*Task statement*
Show every line of the material that follows in which the word "below" occurs.
___ Material for this exercise ___
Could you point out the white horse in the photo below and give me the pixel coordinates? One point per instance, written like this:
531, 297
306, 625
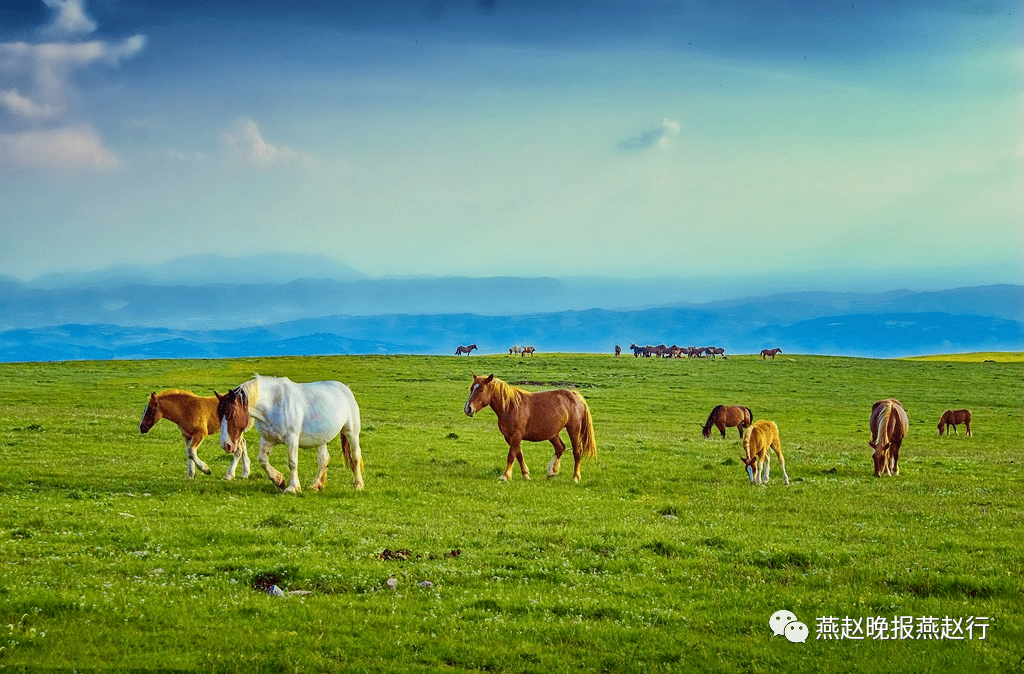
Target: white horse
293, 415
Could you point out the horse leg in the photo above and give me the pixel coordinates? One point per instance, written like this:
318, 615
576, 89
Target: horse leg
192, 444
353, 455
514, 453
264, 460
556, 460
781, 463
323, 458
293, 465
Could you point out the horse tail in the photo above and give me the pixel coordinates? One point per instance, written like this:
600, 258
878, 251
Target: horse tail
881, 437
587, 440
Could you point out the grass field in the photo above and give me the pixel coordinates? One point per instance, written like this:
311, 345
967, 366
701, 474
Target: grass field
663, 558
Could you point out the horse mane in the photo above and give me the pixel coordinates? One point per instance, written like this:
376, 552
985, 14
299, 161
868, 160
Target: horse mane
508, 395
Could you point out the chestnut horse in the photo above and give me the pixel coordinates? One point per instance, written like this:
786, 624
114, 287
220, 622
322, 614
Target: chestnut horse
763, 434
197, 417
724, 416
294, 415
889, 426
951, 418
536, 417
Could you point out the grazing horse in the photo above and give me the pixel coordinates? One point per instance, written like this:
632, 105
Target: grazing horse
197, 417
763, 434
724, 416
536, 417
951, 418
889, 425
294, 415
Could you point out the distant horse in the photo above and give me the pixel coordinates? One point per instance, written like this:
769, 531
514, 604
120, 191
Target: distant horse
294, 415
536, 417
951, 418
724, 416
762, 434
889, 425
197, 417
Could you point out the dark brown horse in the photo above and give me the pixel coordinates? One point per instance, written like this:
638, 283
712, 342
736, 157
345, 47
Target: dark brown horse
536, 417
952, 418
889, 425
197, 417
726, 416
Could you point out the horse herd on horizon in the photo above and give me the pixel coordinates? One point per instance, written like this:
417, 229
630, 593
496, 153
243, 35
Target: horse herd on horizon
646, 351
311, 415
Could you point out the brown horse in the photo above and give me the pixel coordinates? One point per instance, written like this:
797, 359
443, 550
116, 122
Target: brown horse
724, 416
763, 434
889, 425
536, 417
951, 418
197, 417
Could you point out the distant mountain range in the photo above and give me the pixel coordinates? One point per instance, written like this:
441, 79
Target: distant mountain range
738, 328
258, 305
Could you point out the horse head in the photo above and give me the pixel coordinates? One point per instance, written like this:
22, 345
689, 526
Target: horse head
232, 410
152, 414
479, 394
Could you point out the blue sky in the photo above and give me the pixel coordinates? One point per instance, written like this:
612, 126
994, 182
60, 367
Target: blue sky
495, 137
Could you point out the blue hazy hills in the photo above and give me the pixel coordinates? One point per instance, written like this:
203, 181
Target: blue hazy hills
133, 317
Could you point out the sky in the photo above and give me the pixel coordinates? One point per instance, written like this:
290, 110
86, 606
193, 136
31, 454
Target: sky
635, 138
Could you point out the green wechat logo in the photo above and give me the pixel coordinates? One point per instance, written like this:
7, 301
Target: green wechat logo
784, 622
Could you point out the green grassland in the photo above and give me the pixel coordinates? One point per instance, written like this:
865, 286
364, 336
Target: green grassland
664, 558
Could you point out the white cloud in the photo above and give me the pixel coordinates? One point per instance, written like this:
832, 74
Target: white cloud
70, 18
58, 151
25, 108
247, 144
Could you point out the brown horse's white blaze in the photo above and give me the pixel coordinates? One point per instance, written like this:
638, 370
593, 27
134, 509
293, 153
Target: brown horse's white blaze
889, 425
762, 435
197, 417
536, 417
___
___ Material for this exercise ___
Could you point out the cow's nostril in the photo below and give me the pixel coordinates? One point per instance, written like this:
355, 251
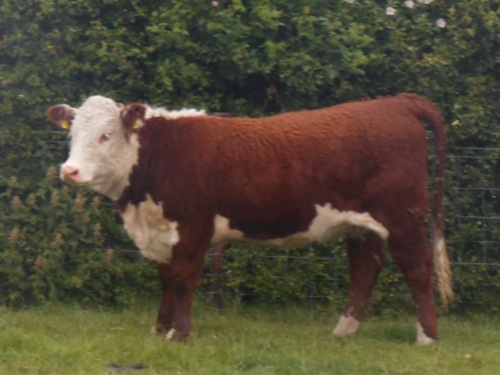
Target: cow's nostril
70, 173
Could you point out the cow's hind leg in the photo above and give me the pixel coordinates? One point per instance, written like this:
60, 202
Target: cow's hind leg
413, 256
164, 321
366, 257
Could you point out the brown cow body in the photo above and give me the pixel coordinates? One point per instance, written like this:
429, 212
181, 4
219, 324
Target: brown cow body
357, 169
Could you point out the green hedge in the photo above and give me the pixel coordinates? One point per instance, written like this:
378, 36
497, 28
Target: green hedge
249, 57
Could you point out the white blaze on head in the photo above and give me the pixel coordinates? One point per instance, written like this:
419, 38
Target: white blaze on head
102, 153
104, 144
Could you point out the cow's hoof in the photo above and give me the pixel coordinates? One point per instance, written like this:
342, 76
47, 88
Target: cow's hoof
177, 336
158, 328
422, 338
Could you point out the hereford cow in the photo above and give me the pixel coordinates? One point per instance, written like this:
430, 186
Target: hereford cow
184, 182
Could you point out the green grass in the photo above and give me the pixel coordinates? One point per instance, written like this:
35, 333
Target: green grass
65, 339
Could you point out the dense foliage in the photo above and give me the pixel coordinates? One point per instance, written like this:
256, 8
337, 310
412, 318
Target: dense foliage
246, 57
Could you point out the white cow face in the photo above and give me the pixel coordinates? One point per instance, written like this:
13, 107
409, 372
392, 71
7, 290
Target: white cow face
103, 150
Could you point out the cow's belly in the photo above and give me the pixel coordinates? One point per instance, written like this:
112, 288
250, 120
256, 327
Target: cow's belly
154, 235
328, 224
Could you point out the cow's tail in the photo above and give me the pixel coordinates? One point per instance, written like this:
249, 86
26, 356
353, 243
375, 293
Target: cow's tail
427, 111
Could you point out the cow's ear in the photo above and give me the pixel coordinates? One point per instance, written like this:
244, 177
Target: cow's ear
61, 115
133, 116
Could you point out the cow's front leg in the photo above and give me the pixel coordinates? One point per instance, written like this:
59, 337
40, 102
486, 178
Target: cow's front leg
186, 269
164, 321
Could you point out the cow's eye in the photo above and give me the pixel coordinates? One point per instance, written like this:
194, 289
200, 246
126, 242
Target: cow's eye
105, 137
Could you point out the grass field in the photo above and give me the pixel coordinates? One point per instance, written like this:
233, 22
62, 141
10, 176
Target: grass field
___
___ Material for this exercise ___
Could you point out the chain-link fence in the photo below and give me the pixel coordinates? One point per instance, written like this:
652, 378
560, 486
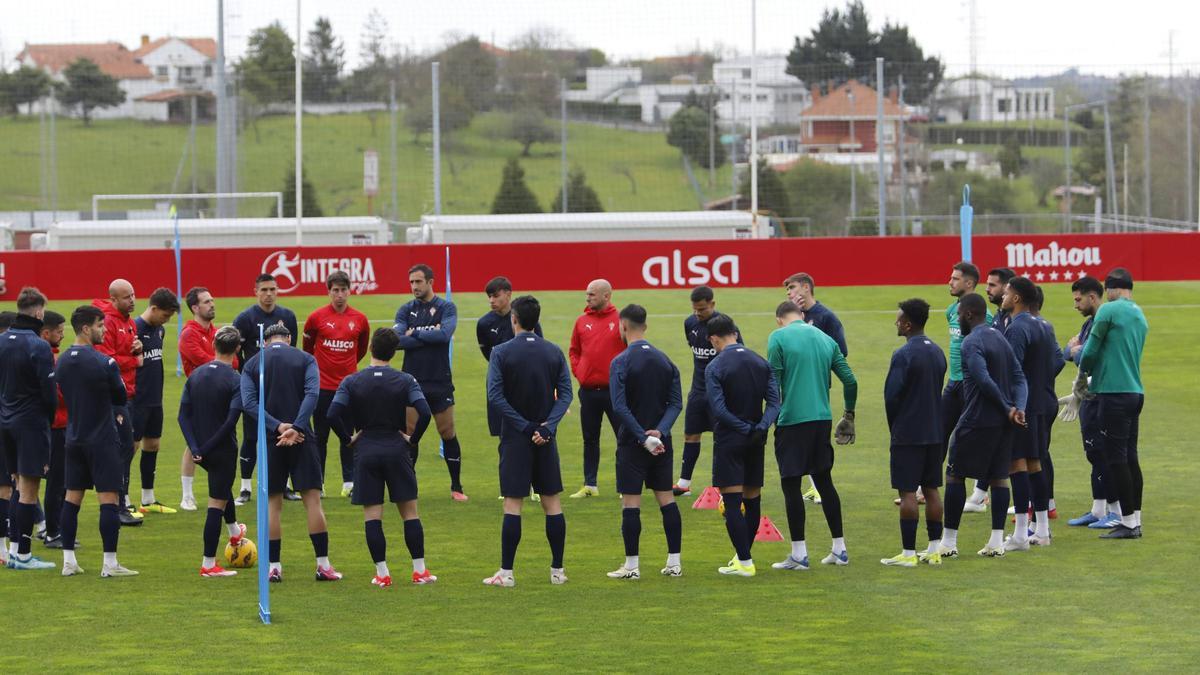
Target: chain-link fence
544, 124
___
*Exercise answer*
Could you point out the white horse in the photo below and give me the pixel coordinates? One point per instance, written like this:
Could you point out the cow's nostril in the photo below and give me the pixel coordinates? One point per instance, written like this:
Could you point out the chain-link fence in the photo below and give me the pixel coordinates? One point per instance, written like this:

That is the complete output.